• [ASSIGNMENT]: Copy the data as given. No line may be skipped.

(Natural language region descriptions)
————

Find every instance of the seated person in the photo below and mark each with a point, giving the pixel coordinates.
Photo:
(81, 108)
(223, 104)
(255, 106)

————

• [YOUR RESPONSE]:
Find every instance of the seated person in the photo below and mark each with a point, giving the pixel coordinates.
Photo:
(81, 108)
(223, 104)
(255, 106)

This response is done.